BEGIN Listed records

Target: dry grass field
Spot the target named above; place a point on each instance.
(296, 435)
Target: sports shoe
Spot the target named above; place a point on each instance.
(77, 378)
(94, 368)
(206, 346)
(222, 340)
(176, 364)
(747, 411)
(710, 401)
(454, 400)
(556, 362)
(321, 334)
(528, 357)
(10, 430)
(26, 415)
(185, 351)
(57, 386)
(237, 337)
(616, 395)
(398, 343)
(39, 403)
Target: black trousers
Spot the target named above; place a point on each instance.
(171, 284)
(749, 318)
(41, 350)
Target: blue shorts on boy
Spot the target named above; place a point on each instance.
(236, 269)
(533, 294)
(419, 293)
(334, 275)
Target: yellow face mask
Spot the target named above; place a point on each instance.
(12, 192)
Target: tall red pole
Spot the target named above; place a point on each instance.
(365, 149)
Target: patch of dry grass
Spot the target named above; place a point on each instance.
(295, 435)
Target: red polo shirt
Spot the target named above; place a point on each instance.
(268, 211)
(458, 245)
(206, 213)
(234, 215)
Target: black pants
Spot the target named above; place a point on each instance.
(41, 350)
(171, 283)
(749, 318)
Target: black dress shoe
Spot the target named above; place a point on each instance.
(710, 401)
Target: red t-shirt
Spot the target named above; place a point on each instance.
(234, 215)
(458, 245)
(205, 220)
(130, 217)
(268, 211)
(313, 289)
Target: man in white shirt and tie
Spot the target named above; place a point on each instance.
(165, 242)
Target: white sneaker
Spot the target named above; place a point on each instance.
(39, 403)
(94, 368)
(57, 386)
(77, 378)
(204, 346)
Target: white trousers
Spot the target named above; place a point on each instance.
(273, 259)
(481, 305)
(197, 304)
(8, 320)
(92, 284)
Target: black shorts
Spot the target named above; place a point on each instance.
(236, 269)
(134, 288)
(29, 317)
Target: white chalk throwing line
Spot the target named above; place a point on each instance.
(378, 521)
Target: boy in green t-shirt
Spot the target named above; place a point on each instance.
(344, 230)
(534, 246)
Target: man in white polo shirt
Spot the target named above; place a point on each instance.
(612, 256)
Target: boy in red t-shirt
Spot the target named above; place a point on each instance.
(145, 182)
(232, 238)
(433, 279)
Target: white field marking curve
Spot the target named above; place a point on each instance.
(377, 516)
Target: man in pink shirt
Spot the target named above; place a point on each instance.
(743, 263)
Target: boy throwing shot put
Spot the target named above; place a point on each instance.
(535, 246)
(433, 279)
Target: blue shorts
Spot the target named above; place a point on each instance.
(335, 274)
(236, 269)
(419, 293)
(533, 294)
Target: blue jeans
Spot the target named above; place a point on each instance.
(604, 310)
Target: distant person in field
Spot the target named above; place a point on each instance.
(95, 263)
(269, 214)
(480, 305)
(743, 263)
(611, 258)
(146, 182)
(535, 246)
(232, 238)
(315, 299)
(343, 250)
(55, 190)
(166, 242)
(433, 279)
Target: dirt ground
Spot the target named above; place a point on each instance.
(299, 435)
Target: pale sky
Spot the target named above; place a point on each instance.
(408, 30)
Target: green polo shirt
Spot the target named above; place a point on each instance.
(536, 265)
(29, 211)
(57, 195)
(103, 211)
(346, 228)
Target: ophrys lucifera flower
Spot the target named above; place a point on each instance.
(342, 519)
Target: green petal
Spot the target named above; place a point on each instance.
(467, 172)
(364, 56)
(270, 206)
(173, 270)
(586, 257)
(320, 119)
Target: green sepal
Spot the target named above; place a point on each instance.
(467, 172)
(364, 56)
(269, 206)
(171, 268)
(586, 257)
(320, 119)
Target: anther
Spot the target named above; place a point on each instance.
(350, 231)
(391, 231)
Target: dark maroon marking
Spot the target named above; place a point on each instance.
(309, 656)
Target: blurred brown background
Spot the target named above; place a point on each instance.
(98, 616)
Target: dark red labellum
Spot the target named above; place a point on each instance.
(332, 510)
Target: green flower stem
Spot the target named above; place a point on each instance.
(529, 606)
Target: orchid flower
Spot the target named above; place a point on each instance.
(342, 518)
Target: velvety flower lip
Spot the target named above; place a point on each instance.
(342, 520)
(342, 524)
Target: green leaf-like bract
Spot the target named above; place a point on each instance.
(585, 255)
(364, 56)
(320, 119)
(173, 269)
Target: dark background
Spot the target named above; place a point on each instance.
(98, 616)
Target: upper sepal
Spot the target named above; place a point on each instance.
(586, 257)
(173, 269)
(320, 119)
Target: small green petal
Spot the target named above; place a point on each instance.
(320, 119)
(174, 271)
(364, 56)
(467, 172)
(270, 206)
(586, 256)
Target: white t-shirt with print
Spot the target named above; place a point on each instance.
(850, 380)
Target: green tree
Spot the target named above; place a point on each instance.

END Listed records

Work request — From the records above, extract every line exactly as it stands.

Expected output —
Target: dry grass field
Spot the target named above; place a point on each instance.
(296, 435)
Target: sports shoe
Spot the target named above; place a point on each instance.
(77, 378)
(94, 368)
(206, 346)
(222, 340)
(176, 364)
(747, 411)
(710, 401)
(454, 400)
(556, 362)
(321, 334)
(528, 357)
(10, 430)
(26, 415)
(185, 351)
(57, 386)
(237, 337)
(616, 395)
(398, 343)
(39, 403)
Target: black trousers
Spot the target named above; place a point on each instance.
(171, 284)
(749, 318)
(41, 350)
Target: blue shorts on boy
Spot the target named above; place a point on each instance.
(236, 269)
(533, 294)
(419, 293)
(334, 275)
Target: yellow face mask
Spot the target named above; place a point on each instance.
(12, 192)
Target: tall red pole
Spot the target named above; place a point on each instance.
(365, 149)
Target: patch of dry grass
Spot the target named above; place a point on each instance.
(295, 435)
Target: red polo shirt
Spot the target named above; place a point on each instance.
(268, 211)
(458, 245)
(206, 213)
(234, 215)
Target: black pants
Spot the target named above; place a point on each instance.
(41, 350)
(171, 283)
(749, 318)
Target: black dress shoe
Spot the target named above; place a point on each instance.
(710, 401)
Target: red t-shirt
Spot the target named above; place a point on each instance.
(234, 215)
(458, 245)
(205, 220)
(130, 217)
(268, 211)
(313, 289)
Target: man in white shirt and tie
Spot the target named above; place a point on each instance.
(165, 242)
Target: white sneaker
Spot the target named above; place a point on each instance.
(39, 403)
(94, 368)
(57, 386)
(77, 378)
(204, 346)
Target: white trousers
Spot the target named above; place a point on each instance.
(273, 259)
(481, 305)
(197, 304)
(8, 320)
(92, 284)
Target: black shorts
Spot the target named above; place a point on each instance.
(236, 269)
(134, 288)
(29, 317)
Target: white chalk throwing line
Spot the target named above; place a point on each instance.
(378, 521)
Target: boy in green t-shirt
Spot the target named above; place a point on each instance.
(344, 230)
(534, 246)
Target: man in white polo shirt
Spot the target named above; place a point on each instance.
(612, 256)
Target: boy in red t-shirt
Spot the target named above; place a point on each instance.
(145, 182)
(232, 238)
(433, 279)
Target: white field marking curve
Spot the target named above; place a point on each instance.
(377, 516)
Target: man in pink shirt
Spot the target named above; place a point on each instance.
(743, 263)
Target: boy throwing shot put
Spot the target named above; place a point on each instance.
(535, 246)
(433, 279)
Target: blue shorts
Spot the target named above; place a point on each instance.
(335, 274)
(236, 269)
(419, 293)
(533, 294)
Target: blue jeans
Spot the target named above; place a point on each instance.
(604, 310)
Target: distant person in field
Spot the target named above; place a point on each instance.
(95, 263)
(269, 214)
(480, 305)
(743, 263)
(611, 258)
(146, 182)
(535, 246)
(232, 238)
(315, 299)
(343, 250)
(55, 190)
(166, 242)
(433, 279)
Target: dirt ground
Spot the target named above; place a point on each instance.
(299, 435)
Target: pale sky
Spot the target named above; place a point on each instance.
(408, 30)
Target: green polo shirt
Spot the target named above; place a point on each instance.
(536, 265)
(29, 211)
(57, 195)
(103, 211)
(346, 228)
Target: ophrys lucifera flower
Spot the target named above; place a point on each instance.
(342, 519)
Target: green petal
Spot the target named above; place a point on each instance.
(467, 172)
(364, 56)
(270, 206)
(173, 270)
(586, 257)
(320, 119)
Target: green sepal
Spot the target named above; place a point on each instance.
(467, 172)
(364, 56)
(269, 206)
(171, 268)
(586, 257)
(320, 119)
Target: anther
Spot the target named above; place a point on each instance.
(350, 231)
(391, 231)
Target: dark maroon marking
Spot the target named above; place a point on each instance.
(309, 656)
Target: blurred brown background
Spot the target named above; place a point on each instance.
(98, 616)
Target: dark red labellum
Spot the target named above; place a point on each instance.
(332, 510)
Target: green flower stem
Spot the target named above; place a point on each instance.
(529, 606)
Target: orchid flower
Spot the target named above; place a point on each instance.
(342, 518)
Target: velvety flower lip
Spot the target named above; place a point on each instance.
(342, 520)
(342, 524)
Target: green leaf-like bract
Spot the target named above; place a point on each instance.
(585, 255)
(364, 56)
(320, 119)
(173, 269)
Target: dark background
Spot the target named above; place a point on each instance.
(98, 616)
Target: upper sepal
Spot the target named above; place a point on each instance.
(586, 257)
(173, 269)
(320, 119)
Target: small green petal
Spot the target named above; place a point on each instance.
(320, 119)
(174, 271)
(364, 56)
(467, 172)
(270, 206)
(586, 256)
Target: white t-shirt with print
Spot the target named above; place a point on each instance.
(850, 380)
Target: green tree
Spot the target named above; place a point on each instance.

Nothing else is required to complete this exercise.